(ASSIGNMENT) Your answer must be a word-for-word copy of the listing below, minus its pictures.

(RECORDS FOR THE EXERCISE)

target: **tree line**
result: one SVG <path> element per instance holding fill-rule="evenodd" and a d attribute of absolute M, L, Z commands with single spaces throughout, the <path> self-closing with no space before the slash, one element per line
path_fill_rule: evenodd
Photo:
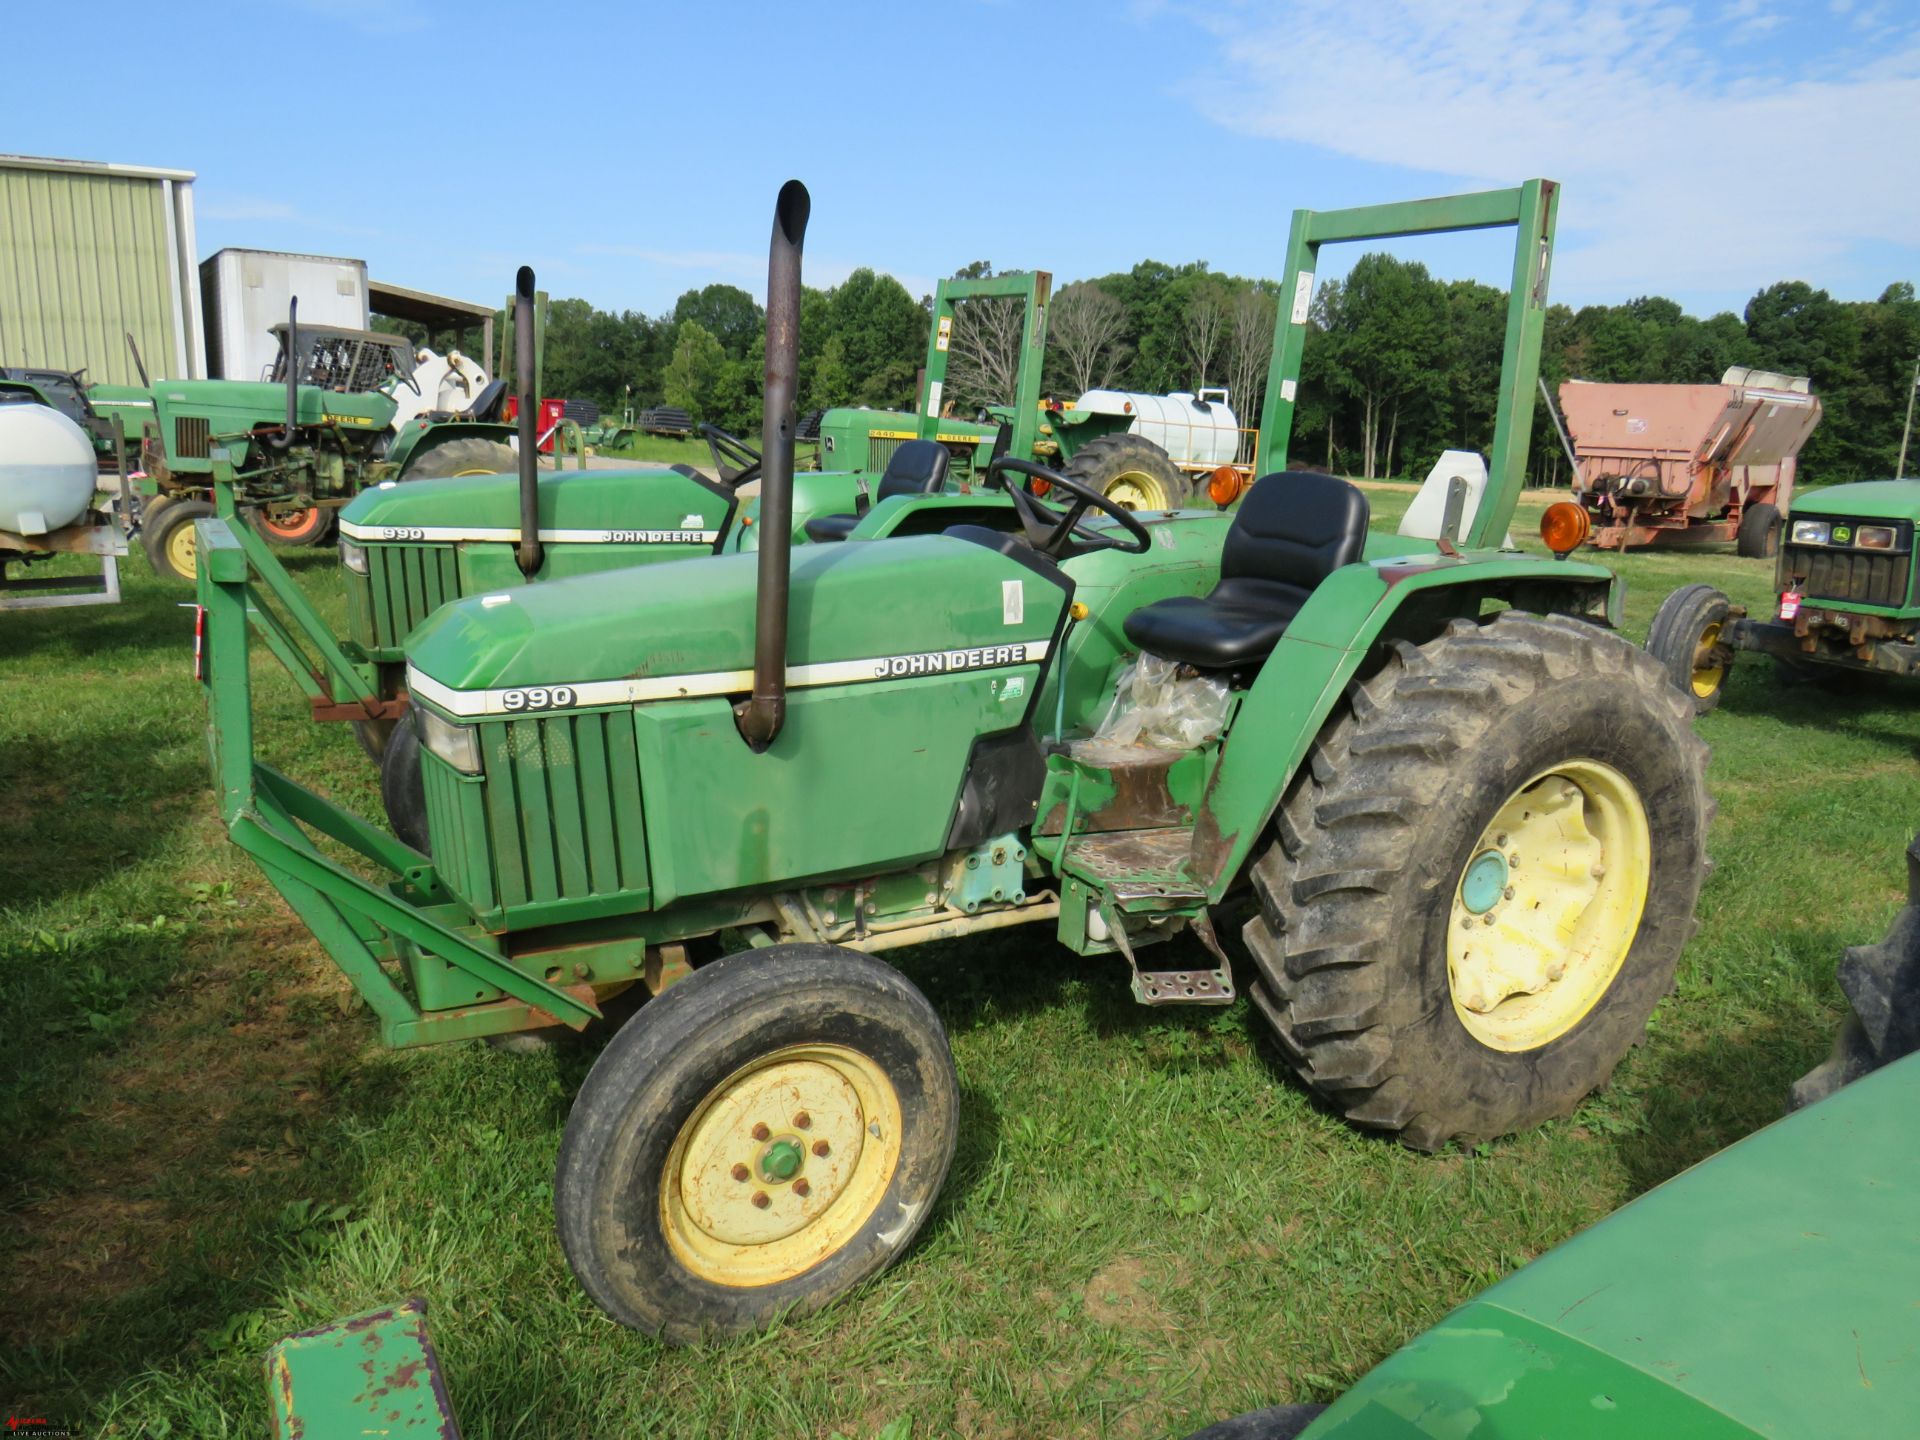
<path fill-rule="evenodd" d="M 978 261 L 957 278 L 993 274 Z M 1226 389 L 1243 426 L 1256 425 L 1278 310 L 1277 285 L 1205 262 L 1143 261 L 1056 290 L 1044 386 L 1072 400 L 1093 388 L 1168 393 Z M 803 409 L 912 408 L 927 341 L 930 296 L 856 270 L 804 292 Z M 1442 280 L 1418 261 L 1368 254 L 1323 281 L 1309 314 L 1292 454 L 1363 478 L 1419 478 L 1440 451 L 1492 444 L 1506 292 Z M 1017 302 L 963 302 L 946 395 L 955 413 L 1004 403 L 1018 363 Z M 622 408 L 677 405 L 696 419 L 751 432 L 760 423 L 765 315 L 744 290 L 689 290 L 665 315 L 611 313 L 555 301 L 547 323 L 549 394 Z M 1809 481 L 1891 475 L 1916 355 L 1920 300 L 1907 282 L 1876 300 L 1842 301 L 1804 281 L 1759 291 L 1743 313 L 1705 319 L 1672 300 L 1548 309 L 1541 369 L 1549 388 L 1579 377 L 1710 383 L 1732 365 L 1812 380 L 1825 418 L 1803 452 Z M 1531 470 L 1565 483 L 1567 465 L 1536 407 Z"/>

(SOLUTION TO THE EXERCISE)
target: **tree line**
result: one SVG <path> element per instance holding fill-rule="evenodd" and a d attribute of absolute M, L, Z commands with single spaces throughout, the <path> self-closing with no space before the slash, one element per line
path_fill_rule: evenodd
Photo:
<path fill-rule="evenodd" d="M 978 261 L 957 278 L 993 274 Z M 1226 389 L 1243 426 L 1256 425 L 1278 310 L 1277 285 L 1205 262 L 1143 261 L 1056 290 L 1044 386 L 1072 400 L 1093 388 L 1168 393 Z M 803 409 L 912 408 L 927 341 L 930 296 L 856 270 L 804 292 Z M 1442 280 L 1418 261 L 1368 254 L 1323 281 L 1309 314 L 1292 454 L 1363 478 L 1419 478 L 1440 451 L 1492 444 L 1506 292 Z M 1017 302 L 963 302 L 946 395 L 955 413 L 1004 403 L 1018 363 Z M 622 408 L 677 405 L 696 419 L 751 432 L 760 423 L 765 315 L 744 290 L 689 290 L 665 315 L 611 313 L 555 301 L 547 323 L 549 394 Z M 1809 481 L 1891 475 L 1916 355 L 1920 300 L 1907 282 L 1876 300 L 1842 301 L 1804 281 L 1759 291 L 1743 313 L 1705 319 L 1672 300 L 1548 309 L 1541 369 L 1549 388 L 1579 377 L 1710 383 L 1732 365 L 1812 380 L 1825 418 L 1803 452 Z M 1531 470 L 1565 483 L 1567 465 L 1536 407 Z"/>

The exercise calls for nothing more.